*** Opening Source data ***
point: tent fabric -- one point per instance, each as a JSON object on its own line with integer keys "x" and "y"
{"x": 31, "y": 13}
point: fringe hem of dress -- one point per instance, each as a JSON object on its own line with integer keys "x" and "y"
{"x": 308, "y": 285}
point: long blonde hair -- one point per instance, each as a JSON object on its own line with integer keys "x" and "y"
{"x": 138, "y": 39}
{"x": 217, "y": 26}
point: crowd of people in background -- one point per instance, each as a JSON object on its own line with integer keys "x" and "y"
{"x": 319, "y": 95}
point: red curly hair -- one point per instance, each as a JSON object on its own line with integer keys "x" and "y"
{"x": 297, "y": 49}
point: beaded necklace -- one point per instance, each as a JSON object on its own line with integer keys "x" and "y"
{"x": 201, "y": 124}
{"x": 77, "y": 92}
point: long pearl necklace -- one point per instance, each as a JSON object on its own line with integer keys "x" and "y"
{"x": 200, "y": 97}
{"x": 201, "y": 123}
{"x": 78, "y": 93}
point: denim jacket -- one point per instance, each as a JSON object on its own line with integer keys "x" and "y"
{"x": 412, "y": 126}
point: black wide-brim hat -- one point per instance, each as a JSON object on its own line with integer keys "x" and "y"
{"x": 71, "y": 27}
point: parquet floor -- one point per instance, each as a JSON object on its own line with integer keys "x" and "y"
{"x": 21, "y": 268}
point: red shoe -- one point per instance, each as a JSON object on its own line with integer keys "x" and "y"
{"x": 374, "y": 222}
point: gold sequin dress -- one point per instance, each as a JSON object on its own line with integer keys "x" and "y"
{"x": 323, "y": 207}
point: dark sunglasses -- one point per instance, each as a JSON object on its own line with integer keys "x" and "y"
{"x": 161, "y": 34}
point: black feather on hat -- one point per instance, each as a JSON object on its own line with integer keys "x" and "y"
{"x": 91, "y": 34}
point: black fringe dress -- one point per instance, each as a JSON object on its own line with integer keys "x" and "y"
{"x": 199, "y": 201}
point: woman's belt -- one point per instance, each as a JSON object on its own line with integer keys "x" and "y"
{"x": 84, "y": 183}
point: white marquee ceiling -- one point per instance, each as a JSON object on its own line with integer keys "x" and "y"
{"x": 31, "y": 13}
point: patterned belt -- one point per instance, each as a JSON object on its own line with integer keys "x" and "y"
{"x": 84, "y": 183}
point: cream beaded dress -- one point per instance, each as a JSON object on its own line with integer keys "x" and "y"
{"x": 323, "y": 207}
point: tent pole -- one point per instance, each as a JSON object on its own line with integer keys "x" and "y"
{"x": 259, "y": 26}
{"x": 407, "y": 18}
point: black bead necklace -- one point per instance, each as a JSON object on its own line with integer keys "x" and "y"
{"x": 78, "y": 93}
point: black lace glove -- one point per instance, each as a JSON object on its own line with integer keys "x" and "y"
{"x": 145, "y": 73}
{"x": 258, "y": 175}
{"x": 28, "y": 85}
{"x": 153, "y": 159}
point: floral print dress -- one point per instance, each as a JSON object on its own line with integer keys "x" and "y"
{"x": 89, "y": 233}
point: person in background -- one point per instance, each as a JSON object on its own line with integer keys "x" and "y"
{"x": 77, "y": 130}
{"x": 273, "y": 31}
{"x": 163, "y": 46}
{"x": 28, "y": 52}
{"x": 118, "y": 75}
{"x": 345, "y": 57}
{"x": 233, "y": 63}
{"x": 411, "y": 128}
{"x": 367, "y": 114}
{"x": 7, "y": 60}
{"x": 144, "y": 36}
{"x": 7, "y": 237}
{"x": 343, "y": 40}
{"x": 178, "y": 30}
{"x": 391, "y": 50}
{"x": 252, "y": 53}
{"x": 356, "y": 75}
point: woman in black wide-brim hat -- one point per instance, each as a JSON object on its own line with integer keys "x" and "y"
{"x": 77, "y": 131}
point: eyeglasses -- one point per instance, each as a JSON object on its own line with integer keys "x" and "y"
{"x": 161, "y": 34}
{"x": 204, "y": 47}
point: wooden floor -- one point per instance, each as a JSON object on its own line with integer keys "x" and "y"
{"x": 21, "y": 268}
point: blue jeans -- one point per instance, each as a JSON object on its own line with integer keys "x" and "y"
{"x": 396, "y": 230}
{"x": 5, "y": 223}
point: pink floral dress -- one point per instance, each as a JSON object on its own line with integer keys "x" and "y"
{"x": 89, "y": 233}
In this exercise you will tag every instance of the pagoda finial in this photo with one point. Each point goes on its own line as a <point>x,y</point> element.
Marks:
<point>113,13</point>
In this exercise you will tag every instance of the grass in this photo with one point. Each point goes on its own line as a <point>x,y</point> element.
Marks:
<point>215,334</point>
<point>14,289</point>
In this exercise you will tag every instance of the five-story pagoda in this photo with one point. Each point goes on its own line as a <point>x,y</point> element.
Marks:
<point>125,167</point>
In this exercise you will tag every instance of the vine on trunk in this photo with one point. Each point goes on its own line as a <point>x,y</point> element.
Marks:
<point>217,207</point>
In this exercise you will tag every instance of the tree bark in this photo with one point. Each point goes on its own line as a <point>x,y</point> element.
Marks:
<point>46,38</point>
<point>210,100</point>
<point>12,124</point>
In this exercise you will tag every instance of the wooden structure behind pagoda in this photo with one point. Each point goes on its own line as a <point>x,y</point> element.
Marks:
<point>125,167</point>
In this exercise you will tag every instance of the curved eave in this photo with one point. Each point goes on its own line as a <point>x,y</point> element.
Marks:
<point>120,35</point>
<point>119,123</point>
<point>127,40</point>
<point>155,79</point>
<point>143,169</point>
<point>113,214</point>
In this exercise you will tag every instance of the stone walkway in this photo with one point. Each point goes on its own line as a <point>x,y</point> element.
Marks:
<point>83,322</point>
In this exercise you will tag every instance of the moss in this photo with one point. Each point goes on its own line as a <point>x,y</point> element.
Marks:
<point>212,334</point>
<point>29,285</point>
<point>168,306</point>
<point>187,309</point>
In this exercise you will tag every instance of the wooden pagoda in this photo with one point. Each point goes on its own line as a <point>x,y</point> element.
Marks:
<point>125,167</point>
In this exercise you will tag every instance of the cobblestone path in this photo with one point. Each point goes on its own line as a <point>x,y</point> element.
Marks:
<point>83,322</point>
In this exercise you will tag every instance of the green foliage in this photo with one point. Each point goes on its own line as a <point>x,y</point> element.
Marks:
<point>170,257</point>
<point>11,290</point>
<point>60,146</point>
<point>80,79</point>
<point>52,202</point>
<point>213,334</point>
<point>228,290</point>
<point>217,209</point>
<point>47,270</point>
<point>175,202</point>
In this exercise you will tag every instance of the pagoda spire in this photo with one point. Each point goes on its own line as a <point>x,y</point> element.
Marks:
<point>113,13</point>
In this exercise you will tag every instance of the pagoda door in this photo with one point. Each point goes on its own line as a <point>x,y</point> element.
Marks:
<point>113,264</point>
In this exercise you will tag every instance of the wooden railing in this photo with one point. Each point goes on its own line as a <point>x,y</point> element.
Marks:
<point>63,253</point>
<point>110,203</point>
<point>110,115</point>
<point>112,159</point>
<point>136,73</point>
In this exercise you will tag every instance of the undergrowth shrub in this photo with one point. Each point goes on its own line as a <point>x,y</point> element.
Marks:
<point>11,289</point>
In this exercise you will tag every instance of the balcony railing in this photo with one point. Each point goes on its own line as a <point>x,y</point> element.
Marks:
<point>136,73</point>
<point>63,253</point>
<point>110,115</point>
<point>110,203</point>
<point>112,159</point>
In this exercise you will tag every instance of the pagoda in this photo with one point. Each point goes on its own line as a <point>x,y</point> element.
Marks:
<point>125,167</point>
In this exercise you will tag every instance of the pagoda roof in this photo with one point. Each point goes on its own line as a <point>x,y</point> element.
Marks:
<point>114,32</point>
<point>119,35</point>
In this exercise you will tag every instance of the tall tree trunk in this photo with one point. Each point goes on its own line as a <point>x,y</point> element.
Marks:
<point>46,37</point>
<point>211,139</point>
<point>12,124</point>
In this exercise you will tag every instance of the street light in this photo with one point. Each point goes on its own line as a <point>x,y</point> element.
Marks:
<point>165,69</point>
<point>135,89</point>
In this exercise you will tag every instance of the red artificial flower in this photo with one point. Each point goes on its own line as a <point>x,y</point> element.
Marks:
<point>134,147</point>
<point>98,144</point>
*** Closing Source data ***
**Exercise:** Please output exactly the lines between the one holding "the pagoda door" and the one holding "the wooden railing" in the records above, inclusive, and nothing more.

**Output below:**
In this exercise you will tag every instance of the pagoda door in this photo with one point. Each point goes on its own line as a <point>x,y</point> element.
Marks:
<point>113,264</point>
In this exercise you will tag every instance of the wooden railing in this photo with one point. Each point goes on its own line as a <point>x,y</point> element.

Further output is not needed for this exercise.